(Data drawn from a collection)

[start]

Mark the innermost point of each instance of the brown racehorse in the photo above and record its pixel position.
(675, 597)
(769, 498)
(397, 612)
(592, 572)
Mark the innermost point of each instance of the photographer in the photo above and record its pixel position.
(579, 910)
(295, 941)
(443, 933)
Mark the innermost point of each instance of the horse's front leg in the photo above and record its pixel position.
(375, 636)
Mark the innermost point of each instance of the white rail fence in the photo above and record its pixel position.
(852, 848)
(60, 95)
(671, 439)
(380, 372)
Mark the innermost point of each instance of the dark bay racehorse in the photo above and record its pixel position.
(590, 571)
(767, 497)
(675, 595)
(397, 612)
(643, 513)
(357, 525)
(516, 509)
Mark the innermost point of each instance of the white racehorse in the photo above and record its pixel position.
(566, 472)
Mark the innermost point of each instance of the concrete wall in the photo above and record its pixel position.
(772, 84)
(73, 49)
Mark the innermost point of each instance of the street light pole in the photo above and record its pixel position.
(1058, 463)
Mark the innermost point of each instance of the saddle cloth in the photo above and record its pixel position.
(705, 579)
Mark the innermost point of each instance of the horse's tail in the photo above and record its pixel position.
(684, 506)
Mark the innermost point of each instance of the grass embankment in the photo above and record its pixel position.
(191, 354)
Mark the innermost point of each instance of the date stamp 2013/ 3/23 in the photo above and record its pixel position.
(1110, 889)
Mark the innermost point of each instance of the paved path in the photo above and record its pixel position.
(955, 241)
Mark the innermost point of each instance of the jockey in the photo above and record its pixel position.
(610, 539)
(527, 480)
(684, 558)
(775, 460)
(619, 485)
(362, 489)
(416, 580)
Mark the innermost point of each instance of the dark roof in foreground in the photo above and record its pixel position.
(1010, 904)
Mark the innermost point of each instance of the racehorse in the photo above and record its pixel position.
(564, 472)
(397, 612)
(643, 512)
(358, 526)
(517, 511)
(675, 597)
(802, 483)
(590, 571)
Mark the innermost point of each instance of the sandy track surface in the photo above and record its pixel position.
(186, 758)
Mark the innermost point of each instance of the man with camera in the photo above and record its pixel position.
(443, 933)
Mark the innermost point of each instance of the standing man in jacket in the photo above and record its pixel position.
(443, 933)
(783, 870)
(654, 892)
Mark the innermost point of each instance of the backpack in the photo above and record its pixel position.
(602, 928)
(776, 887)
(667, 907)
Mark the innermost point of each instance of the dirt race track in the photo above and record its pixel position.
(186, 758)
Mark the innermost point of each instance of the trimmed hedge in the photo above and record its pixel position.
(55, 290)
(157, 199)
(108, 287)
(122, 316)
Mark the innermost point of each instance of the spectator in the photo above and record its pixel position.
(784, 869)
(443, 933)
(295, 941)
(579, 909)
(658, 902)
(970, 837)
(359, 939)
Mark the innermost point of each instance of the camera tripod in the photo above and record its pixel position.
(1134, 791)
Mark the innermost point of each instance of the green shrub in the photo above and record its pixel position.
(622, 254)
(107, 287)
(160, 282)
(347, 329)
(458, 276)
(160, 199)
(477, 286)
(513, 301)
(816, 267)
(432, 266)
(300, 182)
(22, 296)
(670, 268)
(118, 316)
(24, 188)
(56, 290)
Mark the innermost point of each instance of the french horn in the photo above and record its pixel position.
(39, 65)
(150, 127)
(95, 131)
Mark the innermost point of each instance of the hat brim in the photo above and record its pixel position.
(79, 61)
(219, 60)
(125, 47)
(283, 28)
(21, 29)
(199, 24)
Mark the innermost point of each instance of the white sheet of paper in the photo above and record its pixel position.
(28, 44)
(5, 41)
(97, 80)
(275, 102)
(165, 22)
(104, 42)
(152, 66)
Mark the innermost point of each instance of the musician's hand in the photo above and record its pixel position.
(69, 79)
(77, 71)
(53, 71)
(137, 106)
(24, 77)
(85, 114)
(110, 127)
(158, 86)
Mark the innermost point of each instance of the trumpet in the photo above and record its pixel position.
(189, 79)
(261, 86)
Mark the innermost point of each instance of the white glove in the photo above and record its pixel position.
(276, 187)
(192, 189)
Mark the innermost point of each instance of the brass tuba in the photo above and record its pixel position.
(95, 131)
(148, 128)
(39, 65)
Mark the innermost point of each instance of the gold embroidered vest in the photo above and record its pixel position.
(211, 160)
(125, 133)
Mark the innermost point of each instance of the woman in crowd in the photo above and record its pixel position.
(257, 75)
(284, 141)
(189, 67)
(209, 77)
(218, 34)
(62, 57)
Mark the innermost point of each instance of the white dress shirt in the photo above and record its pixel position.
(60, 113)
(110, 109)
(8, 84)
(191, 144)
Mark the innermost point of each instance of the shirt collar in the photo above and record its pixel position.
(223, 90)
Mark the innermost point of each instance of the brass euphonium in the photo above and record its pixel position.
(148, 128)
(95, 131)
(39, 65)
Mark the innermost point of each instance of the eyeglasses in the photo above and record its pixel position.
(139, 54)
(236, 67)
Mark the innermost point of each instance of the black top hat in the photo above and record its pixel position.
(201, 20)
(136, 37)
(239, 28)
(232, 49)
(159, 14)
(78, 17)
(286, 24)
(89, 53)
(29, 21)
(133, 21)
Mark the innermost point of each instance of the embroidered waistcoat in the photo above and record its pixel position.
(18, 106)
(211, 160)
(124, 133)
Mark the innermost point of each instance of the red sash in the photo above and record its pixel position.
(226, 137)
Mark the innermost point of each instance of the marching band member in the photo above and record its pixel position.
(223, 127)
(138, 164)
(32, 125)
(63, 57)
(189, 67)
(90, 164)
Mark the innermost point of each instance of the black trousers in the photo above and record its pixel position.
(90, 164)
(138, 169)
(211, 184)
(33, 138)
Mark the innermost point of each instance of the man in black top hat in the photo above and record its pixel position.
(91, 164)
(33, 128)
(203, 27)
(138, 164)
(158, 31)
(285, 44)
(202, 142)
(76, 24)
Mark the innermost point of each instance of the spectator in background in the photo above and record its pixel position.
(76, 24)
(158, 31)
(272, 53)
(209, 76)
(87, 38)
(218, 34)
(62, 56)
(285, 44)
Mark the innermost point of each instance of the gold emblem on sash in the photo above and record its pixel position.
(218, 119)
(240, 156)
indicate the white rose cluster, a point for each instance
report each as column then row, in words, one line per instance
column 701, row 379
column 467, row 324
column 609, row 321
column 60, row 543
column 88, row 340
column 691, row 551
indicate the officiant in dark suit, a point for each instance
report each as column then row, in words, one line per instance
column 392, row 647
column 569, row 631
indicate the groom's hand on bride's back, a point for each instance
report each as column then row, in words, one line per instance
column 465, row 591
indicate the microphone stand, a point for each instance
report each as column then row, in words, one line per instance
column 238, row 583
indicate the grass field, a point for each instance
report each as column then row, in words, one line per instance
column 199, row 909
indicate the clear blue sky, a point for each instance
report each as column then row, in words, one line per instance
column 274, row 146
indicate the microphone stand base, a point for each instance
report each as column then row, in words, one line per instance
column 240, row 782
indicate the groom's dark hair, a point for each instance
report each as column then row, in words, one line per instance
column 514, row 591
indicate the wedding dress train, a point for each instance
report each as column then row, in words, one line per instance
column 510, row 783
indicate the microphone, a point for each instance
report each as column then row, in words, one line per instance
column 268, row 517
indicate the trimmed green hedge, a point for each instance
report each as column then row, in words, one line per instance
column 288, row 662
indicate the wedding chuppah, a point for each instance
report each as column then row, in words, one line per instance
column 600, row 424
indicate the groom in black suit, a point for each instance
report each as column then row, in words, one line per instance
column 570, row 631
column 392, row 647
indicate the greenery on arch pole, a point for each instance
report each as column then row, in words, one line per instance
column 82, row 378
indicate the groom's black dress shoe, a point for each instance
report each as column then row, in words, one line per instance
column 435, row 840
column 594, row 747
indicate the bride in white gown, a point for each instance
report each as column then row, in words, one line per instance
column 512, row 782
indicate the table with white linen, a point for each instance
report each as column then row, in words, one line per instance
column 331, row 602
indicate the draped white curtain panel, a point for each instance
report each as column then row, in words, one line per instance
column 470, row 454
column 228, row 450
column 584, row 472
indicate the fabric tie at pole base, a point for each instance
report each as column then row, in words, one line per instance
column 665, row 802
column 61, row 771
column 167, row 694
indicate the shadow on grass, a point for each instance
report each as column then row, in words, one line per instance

[end]

Short exercise.
Copy verbatim the lines starting at the line that contains "indicate the wedding chuppah, a" and stopping after the line that contains "column 594, row 747", with both of these lines included.

The output.
indicate the wedding chuppah, a point for each instance
report each as column then row, in words, one line per instance
column 600, row 424
indicate the groom in black suit, a point for each instance
report each as column then row, in words, one line per instance
column 570, row 631
column 392, row 647
indicate the greenery on arch pole, a point for each instance
report each as column then row, in words, one line per instance
column 82, row 378
indicate the groom's black dress shoe, a point for each instance
report each as column then row, in words, one line per instance
column 435, row 840
column 594, row 747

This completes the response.